Xavier Guillon, directeur général de France Pub

INfluencia : le marché de la communication a fini l’année 2021 sur une croissance à 17 % à 31 milliards d’euros et les prévisions tablent sur une année 2022 à 34 milliards d’euros. Comment expliquer ce formidable rebond ?

Xavier Guillon : l’ensemble du marché est très dynamique et explique cette croissance de 17 %, que nous avions envisagée sur la base des intentions d’investissement des annonceurs et que certains observateurs du marché regardaient avec un peu de scepticisme. Ce rebond arrive après deux années complètement atypiques avec des écarts jamais vus en 30 ans de séries statistiques. Le marché avait baissé plus que l’économie, mais il est reparti plus fortement que le PIB. Il a repris en deux ans 60 % de la perte abyssale de 2020, quand il en avait fallu huit pour effacer la crise structurelle de 2008-2009. Après la mise à l’arrêt de l’économie en 2020, l’année 2021 a montré qu’il y avait chez les consommateurs dont le pouvoir d’achat a été préservé une fringale de consommer et, côté marques, une volonté d’entrer en en relation avec leurs clients et de s’accrocher aux perspectives d’évolution à 10 ans sur la restructuration de l’économie française. La plupart des annonceurs ont conscience que les lignes vont bouger, que les marchés vont se réorganiser et qu’ils ont besoin de prendre la parole.

IN : comment cela se traduit-il ?

- Consignes:
a) D'après l'entretien avec Xavier Guillon, combien d'années avait-il fallu pour effacer la crise structurelle de 2008-2009 ?
b) Citez l'entretien avec Xavier Guillon depuis « INfluencia : le » jusqu'à « formidable rebond ? » inclus.
c) Prolongez l'entretien avec Xavier Guillon sur le marché de la communication à partir de l'endroit où il s'interrompt.

- Extrait des données:
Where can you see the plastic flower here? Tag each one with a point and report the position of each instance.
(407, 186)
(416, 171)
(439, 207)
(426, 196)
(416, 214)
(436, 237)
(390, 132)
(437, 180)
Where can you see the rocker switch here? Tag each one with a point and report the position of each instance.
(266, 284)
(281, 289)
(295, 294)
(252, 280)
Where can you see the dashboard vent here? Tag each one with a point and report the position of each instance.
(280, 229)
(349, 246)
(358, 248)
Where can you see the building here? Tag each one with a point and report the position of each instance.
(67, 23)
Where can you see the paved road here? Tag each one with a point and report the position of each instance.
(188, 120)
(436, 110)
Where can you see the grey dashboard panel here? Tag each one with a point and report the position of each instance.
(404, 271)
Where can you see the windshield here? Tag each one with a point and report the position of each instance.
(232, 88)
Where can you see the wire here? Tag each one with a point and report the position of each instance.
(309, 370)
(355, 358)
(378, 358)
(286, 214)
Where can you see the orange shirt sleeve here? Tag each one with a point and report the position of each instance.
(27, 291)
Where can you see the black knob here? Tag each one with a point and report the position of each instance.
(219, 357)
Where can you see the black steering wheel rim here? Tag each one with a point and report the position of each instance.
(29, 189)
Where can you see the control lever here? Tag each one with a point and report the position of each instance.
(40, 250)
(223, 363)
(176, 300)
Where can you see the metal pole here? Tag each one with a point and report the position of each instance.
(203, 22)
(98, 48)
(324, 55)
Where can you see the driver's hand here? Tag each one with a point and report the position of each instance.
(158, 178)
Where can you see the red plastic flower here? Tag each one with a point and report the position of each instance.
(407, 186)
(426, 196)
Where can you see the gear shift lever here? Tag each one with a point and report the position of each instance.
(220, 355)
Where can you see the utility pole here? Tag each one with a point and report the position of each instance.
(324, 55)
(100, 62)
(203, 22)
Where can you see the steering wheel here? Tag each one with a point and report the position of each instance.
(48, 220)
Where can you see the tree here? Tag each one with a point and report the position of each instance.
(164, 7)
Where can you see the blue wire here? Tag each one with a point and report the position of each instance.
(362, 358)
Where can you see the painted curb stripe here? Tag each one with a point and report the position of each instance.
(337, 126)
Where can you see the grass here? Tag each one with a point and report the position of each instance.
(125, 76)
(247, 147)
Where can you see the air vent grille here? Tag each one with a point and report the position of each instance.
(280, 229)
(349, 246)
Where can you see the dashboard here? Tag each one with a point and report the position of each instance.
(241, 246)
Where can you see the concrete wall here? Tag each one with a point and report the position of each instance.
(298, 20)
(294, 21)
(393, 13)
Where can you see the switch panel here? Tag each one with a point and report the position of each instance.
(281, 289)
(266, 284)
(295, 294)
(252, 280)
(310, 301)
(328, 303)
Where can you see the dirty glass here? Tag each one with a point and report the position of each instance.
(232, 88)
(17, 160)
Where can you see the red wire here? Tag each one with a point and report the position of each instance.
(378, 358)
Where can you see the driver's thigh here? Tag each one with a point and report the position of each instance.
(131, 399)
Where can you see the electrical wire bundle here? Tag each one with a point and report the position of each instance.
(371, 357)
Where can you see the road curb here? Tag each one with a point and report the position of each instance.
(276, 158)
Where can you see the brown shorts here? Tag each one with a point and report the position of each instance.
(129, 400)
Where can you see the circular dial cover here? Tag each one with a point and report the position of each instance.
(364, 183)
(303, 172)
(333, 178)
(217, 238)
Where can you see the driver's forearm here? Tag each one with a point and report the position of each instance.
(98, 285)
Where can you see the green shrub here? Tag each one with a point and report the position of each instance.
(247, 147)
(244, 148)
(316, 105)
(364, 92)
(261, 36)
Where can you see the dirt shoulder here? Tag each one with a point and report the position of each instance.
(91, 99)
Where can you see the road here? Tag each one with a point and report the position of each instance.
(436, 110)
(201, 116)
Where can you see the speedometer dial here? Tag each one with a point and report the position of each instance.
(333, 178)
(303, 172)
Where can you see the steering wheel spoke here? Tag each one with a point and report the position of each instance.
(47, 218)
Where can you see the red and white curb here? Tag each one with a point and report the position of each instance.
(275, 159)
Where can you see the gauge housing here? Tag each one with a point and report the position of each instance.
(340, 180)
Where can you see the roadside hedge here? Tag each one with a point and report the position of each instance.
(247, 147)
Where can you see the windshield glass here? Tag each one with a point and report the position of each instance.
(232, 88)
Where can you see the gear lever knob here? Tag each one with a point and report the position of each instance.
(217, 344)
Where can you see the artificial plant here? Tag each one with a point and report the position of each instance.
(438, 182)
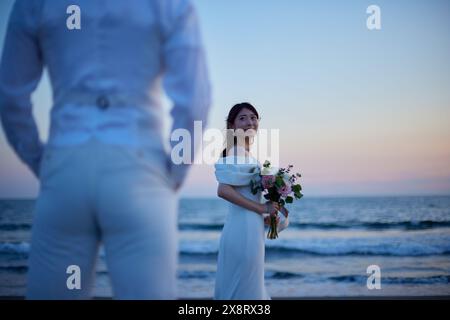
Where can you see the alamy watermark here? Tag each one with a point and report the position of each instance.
(73, 281)
(212, 142)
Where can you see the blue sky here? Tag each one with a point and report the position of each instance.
(360, 112)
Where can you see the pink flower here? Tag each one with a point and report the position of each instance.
(267, 181)
(285, 190)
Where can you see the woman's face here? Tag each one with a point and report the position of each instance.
(245, 120)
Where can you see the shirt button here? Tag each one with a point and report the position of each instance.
(102, 102)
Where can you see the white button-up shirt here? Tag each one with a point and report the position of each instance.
(106, 75)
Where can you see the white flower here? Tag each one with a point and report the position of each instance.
(269, 171)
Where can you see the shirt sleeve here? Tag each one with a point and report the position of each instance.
(20, 72)
(185, 79)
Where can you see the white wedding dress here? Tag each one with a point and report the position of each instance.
(240, 267)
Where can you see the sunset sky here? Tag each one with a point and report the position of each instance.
(360, 112)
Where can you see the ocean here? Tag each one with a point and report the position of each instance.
(325, 252)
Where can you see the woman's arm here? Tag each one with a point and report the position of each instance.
(228, 193)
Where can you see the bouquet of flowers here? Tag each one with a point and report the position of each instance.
(277, 185)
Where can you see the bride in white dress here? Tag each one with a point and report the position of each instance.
(240, 267)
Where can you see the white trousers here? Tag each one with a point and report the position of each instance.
(121, 196)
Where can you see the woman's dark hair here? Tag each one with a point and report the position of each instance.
(234, 111)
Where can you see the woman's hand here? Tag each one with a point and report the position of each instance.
(267, 220)
(270, 207)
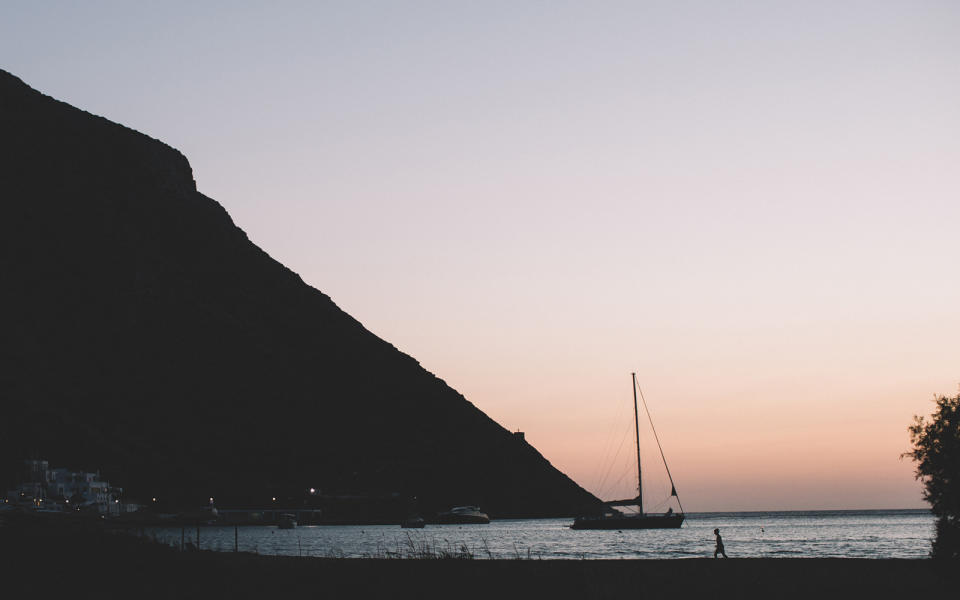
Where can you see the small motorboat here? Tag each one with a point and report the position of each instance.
(287, 521)
(413, 523)
(463, 515)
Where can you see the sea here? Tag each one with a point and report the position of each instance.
(807, 534)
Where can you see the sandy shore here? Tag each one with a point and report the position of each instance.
(49, 560)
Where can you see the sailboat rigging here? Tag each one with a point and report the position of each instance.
(615, 519)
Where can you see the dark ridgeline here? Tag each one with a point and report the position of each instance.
(142, 333)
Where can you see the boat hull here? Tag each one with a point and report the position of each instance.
(629, 522)
(455, 519)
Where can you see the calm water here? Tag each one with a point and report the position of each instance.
(847, 534)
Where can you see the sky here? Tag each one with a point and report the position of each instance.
(752, 205)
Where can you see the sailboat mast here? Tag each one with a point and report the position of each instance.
(636, 425)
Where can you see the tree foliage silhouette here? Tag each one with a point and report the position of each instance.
(936, 450)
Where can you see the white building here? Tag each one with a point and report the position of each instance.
(61, 488)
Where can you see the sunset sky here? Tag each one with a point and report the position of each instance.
(755, 206)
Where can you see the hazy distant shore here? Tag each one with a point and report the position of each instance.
(56, 559)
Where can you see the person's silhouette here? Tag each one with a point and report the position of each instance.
(719, 549)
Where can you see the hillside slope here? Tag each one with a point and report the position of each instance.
(143, 333)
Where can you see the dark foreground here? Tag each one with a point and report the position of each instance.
(50, 559)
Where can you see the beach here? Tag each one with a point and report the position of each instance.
(51, 557)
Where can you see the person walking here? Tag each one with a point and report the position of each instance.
(719, 549)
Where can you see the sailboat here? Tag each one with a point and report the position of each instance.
(615, 519)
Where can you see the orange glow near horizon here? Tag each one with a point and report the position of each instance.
(752, 205)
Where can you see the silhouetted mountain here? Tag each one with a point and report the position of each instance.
(142, 332)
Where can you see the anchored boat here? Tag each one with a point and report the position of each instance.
(615, 519)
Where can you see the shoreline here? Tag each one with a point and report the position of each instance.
(38, 556)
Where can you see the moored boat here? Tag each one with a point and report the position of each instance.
(463, 515)
(616, 519)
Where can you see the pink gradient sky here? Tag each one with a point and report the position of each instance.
(754, 206)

- Réponses attendues:
a) Il avait fallu huit ans.

b)
INfluencia : le marché de la communication a fini l’année 2021 sur une croissance à 17 % à 31 milliards d’euros et les prévisions tablent sur une année 2022 à 34 milliards d’euros. Comment expliquer ce formidable rebond ?

c)
X.G. : les campagnes de positionnement sont devenues plus importantes que celles qui mettent en avant les prix ou les promos. On voit aussi une montée en puissance des discours sur la RSE. Ces messages plus riches et plus complexes impliquent d’avoir recours à des stratégies de communication qui sortent des plans types. Le calcul exposition / coût contact devient moins important. Les annonceurs doivent jouer des médias longs et contextuels : par exemple la télé qui présente une importante capacité de mémorisation et une valeur d’attention forte, la presse écrite – et notamment la PQN – qui peut aussi mobiliser une importante audience digitale, l’affichage qui permet de passer des messages très qualitatifs… Tous les médias ont la capacité à proposer le bon environnement et le bon support. Les agences médias doivent être en mesure de customiser l’environnement de communication et travailler la succession des séquences médias. Après des années marquées par une économie de coût, la reconstruction du marché de la communication par la valeur, qui était déjà en route depuis 2012-2013, va s’accélérer très fortement. C’est très vertueux ! Les annonceurs vont communiquer moins en volume mais avec des messages plus efficaces car la valeur se paie aujourd’hui par l’efficacité.

IN : quelle pourrait être l’importance de l’actualité internationale et de la guerre en Ukraine ?

X.G. : on peut envisager deux types d’impact. L’un d’entre eux est paradoxalement plutôt favorable car plus la tension sur l’énergie et les matières premières s’accroît, plus la crise risque d’accentuer les relocalisations et la reconfiguration des modèles énergétiques. En revanche, en cas de conflit plus général, la notion de prévision sur le marché de la communication perdrait tout son sens.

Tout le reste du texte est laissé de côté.